# İstenen iş:
Sergi başlığını anlatan metinde "Başlığım yıllar öncesinin" ile başlayıp "diye anlatır oldum." ile biten kısmı yeniden yaz, "arkadaşıma" yerine "dostuma" koyarak değiştir.

# Metin bölümü:

Başlığım yıllar öncesinin bir sergisinden. [1] “Düşünmen yeter” klişesine nazire yapan cümle, bir fotoğraf sergisinin küratörünce uygun görülmüş, dönüşerek bir başlığa evrilmişti. Sergiye gidemedim, gezemedim. Ama bazı başlıkların nasıl da serginin, filmin, kitabın vs. önüne geçebileceğine güzel bir örnek olarak yer etti zihnimde. Aslında birilerinin düşüncesinde olmanın huzuru bambaşkadır. Ancak düşünmenin yetmediği yerler vardır; ya da yeteri kadar düşünmediğinin kanıtı durumlar. Nasıl etkilendiysem, küratörüne bir mail atıp böyle bir başlık kullandığı için teşekkür etmiştim. O günden sonra “Düşünmen yeter” diyen her bir arkadaşıma, hayır öyle değil, bakın 2014’te bir sergi yapılmıştı, başlığı da şuydu diye anlatır oldum.

# Verilen bilgiler:

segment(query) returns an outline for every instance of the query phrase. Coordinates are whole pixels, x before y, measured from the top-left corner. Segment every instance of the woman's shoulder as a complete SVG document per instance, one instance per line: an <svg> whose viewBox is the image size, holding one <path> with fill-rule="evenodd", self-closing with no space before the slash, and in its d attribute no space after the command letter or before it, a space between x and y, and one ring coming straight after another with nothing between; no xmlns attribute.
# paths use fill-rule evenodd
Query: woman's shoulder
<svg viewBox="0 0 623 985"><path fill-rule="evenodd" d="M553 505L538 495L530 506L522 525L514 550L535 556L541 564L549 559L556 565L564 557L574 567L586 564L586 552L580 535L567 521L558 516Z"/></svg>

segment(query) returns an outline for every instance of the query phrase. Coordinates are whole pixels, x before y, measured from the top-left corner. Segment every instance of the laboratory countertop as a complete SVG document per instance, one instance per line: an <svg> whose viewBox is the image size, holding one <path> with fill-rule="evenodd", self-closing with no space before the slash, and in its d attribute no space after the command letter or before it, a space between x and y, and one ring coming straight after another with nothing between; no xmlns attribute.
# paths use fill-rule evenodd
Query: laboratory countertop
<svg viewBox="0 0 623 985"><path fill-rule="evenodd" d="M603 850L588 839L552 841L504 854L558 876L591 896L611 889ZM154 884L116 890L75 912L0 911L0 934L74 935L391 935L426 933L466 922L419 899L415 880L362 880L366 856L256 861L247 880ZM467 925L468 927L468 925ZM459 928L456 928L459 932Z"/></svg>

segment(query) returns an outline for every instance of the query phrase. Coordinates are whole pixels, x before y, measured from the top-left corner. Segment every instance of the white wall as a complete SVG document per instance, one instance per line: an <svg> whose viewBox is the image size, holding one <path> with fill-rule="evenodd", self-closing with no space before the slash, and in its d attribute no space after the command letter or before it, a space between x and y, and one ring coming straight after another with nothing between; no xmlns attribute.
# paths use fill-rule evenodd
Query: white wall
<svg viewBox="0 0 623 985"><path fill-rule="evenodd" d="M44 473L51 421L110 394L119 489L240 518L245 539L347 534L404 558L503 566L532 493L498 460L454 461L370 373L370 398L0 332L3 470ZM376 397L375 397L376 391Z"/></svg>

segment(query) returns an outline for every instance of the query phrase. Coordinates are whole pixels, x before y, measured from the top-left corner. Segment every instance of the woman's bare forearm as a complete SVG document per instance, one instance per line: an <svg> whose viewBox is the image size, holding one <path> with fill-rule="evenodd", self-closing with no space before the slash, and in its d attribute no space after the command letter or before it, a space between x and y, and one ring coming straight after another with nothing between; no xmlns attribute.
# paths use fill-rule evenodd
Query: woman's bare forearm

# Görevin sonucu:
Başlığım yıllar öncesinin bir sergisinden. [1] “Düşünmen yeter” klişesine nazire yapan cümle, bir fotoğraf sergisinin küratörünce uygun görülmüş, dönüşerek bir başlığa evrilmişti. Sergiye gidemedim, gezemedim. Ama bazı başlıkların nasıl da serginin, filmin, kitabın vs. önüne geçebileceğine güzel bir örnek olarak yer etti zihnimde. Aslında birilerinin düşüncesinde olmanın huzuru bambaşkadır. Ancak düşünmenin yetmediği yerler vardır; ya da yeteri kadar düşünmediğinin kanıtı durumlar. Nasıl etkilendiysem, küratörüne bir mail atıp böyle bir başlık kullandığı için teşekkür etmiştim. O günden sonra “Düşünmen yeter” diyen her bir dostuma, hayır öyle değil, bakın 2014’te bir sergi yapılmıştı, başlığı da şuydu diye anlatır oldum.